# JRE installieren oder nicht ?



## volkerk (1. Jun 2018)

Hallo,

leider bin ich jetzt etwas verwirrt. Folgendes:

Auf meinem Rechner (Windows/) erstelle ich ein JAR . Nun dachte ich wenn dieses Programm auf einem anderen Rechner laufen soll , dass ich dort die JRE (mit der gleichen Versinsnummer) installieren muss.

Nun habe ich aber gelesen es würde reichen wenn man die JRE zusammen mit dem JAR File auf den Rechner kopiert (ohne die JRE zu installieren) . Stimmt das so ?

Leider habe ich es nicht hinbekommen.

Falls das stimmt wäre es sehr nett wenn mir das jemand mal erklärt was man da alles kopieren muss und natürlich auch mit welchen Versionen das geht (habe es auch leider mit 64 bzw 32 bit Betriebssystemen zu tuen)

Vielen Dank im Voraus


Volker.


----------



## httpdigest (1. Jun 2018)

Es gibt hierfür mehrere Möglichkeiten:
- jlink (falls du Java 9 oder neuer verwendest und deine Anwendung sowie alle Abhängigkeiten Jigsaw Module sind)
- libGDX/packr
- Launch4j (wenn du Windows stand-alone executables bauen möchtest)
- javapackager (Teil des Oracle JDKs)

Ich würde vielleicht erstmal mit Launch4j anfangen, da es eine schöne GUI bereitstellt und aber auch in Maven und Ant Builds eingebunden werden kann.


----------



## thecain (1. Jun 2018)

jre einfach kopieren sollte reichen. Java muss dann einfach mit dem ganzen Pfad angesprochen werden oder manuell dem PATH hinzugefügt werden.

Launch4j ist da nicht nötig


----------



## volkerk (4. Jun 2018)

Hallo,

Vielen Dank für die Antworten , leider hatte ich am WochenEnde sehr wenig zeit um zu Antworten.

Habe jetzt Folgendes gemacht : 
Launch4J installiert , EXE erstellt , -> lief bei meinem Rechner (da ist aber auch JAVA installiert) problemlos. 
Aber, leider bekomme ich an einem Rechner ohne JAVA (bzw mit alter JRE) die gleiche FehlerMeldung "MainClass nicht gefunden"

Wenn ich die JRE kopiere ist es genauso.

Als IDE habe ich Eclypse , kann es sein dass mir Eclypse da etwas abnimmt was ich nun aber doch im Java-Code eintragen muss ?  Muss ich da im JAVA code noch etwas angeben ? Den PATH habe ich zum Beispiel noch nie gebraucht ?

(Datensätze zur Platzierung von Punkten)
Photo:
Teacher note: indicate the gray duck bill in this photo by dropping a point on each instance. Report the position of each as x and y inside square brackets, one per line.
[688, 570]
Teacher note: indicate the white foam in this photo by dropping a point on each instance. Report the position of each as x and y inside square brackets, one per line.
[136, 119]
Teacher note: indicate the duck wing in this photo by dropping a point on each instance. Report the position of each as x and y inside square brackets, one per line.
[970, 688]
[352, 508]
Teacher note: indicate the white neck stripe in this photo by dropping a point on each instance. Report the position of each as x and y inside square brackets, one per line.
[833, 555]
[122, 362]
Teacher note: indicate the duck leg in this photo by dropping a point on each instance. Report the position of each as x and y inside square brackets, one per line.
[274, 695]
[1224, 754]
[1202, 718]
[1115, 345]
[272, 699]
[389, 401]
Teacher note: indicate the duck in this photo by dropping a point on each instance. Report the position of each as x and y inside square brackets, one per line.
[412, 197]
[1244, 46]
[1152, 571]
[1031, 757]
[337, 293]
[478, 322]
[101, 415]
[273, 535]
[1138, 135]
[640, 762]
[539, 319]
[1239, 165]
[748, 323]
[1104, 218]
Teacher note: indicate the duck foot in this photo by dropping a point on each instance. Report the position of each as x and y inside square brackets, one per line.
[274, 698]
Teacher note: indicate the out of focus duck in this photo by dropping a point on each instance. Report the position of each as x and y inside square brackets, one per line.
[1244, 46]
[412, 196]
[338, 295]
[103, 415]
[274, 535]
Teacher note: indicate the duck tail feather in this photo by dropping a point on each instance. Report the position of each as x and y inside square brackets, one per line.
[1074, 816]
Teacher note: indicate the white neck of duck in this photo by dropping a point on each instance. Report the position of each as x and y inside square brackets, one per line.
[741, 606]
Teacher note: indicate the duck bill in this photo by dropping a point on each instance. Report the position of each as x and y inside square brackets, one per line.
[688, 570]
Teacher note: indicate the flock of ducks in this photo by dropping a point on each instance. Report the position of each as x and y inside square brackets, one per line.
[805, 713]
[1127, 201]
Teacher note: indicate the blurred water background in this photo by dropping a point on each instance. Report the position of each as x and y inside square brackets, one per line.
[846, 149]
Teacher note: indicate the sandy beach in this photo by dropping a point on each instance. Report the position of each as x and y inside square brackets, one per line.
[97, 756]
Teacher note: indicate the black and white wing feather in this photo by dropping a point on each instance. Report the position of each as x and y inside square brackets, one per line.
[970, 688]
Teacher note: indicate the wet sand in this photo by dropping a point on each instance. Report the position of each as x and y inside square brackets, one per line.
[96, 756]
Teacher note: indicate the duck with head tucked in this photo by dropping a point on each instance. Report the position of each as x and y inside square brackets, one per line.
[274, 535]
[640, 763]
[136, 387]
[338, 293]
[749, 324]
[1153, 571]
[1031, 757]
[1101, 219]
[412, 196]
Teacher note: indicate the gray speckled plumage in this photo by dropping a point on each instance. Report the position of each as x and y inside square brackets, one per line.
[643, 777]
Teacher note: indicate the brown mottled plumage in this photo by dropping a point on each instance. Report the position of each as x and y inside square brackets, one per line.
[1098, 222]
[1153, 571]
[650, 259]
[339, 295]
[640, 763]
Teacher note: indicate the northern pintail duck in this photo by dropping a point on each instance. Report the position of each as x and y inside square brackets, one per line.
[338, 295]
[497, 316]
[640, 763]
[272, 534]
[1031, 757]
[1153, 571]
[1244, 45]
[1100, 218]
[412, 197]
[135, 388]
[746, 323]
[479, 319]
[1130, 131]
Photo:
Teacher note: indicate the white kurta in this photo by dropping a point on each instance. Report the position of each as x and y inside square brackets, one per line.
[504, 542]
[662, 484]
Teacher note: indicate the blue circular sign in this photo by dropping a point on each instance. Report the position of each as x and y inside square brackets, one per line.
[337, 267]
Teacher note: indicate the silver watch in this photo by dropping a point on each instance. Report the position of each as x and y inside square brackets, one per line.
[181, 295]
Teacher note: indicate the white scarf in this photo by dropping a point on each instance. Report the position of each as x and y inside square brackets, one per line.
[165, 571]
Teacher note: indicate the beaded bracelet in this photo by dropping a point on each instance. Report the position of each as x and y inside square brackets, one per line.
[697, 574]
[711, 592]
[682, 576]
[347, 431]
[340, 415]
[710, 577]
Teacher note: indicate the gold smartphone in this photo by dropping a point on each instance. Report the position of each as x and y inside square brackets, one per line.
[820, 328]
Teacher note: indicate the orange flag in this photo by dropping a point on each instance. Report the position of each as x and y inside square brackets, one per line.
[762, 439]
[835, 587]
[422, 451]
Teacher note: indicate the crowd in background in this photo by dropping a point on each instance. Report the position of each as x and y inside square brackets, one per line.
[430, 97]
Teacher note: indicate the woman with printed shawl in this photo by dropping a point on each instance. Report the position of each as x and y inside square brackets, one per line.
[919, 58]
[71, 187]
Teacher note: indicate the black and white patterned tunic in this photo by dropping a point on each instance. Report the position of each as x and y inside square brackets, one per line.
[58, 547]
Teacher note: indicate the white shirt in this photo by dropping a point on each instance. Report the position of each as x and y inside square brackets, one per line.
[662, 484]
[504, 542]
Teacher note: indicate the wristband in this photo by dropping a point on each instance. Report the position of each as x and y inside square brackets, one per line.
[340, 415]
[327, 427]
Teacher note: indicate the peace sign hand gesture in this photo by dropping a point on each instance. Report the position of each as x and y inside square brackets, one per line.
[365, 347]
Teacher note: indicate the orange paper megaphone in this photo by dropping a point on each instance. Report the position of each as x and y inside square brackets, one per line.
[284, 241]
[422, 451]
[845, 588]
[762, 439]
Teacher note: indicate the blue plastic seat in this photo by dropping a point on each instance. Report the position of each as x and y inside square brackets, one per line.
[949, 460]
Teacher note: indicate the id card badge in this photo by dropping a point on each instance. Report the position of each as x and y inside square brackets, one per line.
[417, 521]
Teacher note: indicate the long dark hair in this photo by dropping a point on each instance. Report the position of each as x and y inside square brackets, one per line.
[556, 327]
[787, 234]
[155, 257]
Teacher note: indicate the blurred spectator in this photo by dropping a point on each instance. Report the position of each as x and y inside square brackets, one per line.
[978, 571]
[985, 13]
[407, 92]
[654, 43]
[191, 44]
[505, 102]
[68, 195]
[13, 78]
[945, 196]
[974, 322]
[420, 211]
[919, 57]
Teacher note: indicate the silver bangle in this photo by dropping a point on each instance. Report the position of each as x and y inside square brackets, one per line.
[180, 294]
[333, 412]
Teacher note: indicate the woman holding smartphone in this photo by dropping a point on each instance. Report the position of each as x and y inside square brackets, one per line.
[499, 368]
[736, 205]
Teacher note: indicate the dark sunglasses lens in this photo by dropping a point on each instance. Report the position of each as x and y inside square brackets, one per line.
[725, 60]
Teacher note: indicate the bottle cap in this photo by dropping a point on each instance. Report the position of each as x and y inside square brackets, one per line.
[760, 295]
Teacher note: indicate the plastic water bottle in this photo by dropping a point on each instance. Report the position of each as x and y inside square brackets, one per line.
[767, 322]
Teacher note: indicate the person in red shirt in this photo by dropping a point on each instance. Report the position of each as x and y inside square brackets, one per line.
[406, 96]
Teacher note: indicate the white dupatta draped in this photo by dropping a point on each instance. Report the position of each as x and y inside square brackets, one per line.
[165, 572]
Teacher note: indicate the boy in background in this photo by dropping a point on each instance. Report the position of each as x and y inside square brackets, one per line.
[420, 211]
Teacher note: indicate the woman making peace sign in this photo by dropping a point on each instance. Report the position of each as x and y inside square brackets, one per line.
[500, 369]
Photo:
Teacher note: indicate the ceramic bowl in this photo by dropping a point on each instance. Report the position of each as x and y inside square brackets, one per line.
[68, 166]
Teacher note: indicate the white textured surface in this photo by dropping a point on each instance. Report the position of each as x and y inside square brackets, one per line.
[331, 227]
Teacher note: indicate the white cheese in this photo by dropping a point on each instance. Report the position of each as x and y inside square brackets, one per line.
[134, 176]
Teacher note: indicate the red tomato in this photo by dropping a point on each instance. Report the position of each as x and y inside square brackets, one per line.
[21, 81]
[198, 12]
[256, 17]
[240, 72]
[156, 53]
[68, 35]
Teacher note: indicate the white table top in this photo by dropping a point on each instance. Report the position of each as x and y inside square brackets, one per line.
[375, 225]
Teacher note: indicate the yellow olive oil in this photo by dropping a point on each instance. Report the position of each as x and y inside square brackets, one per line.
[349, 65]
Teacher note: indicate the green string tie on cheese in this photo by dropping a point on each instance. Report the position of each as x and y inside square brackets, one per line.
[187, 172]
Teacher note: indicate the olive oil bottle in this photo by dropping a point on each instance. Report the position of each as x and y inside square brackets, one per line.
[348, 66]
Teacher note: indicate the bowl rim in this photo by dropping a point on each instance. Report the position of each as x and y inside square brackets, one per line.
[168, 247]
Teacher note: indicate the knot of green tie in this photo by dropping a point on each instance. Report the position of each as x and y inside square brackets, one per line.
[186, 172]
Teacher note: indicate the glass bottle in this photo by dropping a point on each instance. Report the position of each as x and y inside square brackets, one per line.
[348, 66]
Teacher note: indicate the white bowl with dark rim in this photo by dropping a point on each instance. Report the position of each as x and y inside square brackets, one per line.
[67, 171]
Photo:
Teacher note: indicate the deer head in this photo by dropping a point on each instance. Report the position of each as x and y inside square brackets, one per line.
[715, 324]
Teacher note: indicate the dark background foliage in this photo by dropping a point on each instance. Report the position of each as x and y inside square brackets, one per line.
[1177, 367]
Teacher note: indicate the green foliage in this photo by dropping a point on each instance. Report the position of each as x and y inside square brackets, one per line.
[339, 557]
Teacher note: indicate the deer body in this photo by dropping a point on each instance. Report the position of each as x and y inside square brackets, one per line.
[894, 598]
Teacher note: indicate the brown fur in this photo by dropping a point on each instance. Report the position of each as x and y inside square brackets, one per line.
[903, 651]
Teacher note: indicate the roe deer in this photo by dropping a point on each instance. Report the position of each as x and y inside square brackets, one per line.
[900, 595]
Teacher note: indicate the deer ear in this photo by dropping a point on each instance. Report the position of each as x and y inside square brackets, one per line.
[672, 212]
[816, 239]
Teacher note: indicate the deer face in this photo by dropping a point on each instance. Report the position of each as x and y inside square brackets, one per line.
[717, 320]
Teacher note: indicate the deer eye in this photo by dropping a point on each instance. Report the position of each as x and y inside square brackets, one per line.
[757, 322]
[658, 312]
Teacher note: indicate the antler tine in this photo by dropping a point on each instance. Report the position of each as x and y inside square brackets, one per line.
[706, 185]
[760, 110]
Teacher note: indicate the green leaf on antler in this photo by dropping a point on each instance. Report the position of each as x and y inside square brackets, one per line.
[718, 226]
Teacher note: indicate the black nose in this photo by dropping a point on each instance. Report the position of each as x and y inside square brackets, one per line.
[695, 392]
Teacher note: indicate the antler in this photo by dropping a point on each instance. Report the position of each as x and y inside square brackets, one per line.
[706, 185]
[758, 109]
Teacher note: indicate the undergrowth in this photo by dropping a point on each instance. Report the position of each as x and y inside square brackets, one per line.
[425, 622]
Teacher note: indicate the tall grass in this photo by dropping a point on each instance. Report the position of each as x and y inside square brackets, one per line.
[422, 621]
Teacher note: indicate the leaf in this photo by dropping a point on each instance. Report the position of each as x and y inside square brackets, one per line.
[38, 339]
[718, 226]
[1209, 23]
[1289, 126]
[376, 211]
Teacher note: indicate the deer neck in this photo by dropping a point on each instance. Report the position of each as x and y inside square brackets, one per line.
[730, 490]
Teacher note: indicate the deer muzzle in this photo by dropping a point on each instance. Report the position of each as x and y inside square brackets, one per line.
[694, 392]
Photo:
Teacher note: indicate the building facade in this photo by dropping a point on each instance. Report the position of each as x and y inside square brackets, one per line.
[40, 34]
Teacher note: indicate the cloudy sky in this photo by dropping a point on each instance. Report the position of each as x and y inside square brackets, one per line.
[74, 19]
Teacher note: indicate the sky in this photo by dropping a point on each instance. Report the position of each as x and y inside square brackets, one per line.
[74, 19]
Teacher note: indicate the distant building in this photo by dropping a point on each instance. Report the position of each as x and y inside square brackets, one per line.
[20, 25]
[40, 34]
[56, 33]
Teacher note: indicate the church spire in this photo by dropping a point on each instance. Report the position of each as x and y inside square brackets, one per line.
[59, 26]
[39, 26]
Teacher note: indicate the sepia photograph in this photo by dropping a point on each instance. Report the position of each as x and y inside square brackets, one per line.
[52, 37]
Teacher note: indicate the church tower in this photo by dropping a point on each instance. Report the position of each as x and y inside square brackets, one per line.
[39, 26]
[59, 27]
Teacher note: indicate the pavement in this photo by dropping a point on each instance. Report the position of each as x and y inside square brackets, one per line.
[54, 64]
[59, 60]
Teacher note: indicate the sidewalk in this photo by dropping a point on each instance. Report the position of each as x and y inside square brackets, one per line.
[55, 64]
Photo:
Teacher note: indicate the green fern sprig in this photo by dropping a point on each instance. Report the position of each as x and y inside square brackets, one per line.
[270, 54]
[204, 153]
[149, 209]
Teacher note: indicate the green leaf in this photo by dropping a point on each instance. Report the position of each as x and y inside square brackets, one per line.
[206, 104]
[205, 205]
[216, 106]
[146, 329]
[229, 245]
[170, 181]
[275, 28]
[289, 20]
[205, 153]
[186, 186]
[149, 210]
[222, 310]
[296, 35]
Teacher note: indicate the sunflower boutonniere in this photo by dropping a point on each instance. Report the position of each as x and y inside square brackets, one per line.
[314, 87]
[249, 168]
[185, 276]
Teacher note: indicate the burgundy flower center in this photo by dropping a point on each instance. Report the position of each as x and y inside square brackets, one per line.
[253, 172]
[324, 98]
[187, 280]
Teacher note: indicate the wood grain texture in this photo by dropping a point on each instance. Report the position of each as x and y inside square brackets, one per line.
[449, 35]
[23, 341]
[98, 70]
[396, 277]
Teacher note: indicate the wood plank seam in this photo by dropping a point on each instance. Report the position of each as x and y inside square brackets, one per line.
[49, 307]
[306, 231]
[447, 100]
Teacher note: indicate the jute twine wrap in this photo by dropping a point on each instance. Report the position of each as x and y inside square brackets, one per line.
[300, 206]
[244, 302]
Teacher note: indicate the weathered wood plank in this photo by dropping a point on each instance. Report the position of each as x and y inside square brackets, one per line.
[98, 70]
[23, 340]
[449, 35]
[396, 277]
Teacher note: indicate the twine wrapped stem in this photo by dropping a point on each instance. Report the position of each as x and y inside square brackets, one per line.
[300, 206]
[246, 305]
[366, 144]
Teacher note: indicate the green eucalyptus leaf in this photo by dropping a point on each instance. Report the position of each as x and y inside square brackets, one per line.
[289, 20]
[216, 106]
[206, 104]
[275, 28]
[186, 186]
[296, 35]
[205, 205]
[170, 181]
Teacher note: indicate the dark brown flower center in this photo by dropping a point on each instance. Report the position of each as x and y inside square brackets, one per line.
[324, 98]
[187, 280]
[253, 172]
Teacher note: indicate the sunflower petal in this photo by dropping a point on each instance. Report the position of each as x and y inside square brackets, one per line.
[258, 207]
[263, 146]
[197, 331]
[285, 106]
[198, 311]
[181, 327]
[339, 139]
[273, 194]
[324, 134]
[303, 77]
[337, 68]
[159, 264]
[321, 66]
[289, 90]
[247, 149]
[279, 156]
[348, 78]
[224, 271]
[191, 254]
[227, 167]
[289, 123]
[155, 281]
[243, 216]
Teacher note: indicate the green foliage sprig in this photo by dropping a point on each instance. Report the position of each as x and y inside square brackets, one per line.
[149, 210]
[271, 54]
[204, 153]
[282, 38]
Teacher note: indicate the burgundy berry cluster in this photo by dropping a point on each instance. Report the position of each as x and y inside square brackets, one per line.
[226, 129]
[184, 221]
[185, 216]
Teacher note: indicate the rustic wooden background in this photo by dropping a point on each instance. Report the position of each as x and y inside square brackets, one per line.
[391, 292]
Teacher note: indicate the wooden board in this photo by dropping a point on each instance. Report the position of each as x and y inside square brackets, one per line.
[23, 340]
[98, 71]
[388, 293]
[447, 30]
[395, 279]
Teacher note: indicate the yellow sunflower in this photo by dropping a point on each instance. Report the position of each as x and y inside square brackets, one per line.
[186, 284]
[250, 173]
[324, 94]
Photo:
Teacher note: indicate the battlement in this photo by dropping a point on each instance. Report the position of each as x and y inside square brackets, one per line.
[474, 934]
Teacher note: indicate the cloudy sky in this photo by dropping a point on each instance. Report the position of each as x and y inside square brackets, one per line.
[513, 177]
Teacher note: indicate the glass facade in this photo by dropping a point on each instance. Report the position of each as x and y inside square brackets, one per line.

| Zu lösende Aufgaben |
**1.** Kopiere aus dem Forenthread wortgetreu den Teil, der bei „leider bin ich“ anfängt und bei „es nicht hinbekommen.“ aufhört.
**2.** Welche Fehlermeldung bekommt volkerk laut dem Forenthread auf einem Rechner ohne Java?
**3.** Warum würde httpdigest im Forenthread zuerst mit Launch4j anfangen?
Die Datensätze haben mit dem Forenthread nichts zu tun.

| Erwartete Antworten |
**1.**
leider bin ich jetzt etwas verwirrt. Folgendes:

Auf meinem Rechner (Windows/) erstelle ich ein JAR . Nun dachte ich wenn dieses Programm auf einem anderen Rechner laufen soll , dass ich dort die JRE (mit der gleichen Versinsnummer) installieren muss.

Nun habe ich aber gelesen es würde reichen wenn man die JRE zusammen mit dem JAR File auf den Rechner kopiert (ohne die JRE zu installieren) . Stimmt das so ?

Leider habe ich es nicht hinbekommen.

**2.** „MainClass nicht gefunden“

**3.** Launch4j bietet eine schöne grafische Oberfläche. Außerdem lässt es sich auch in Maven- und Ant-Builds einbinden.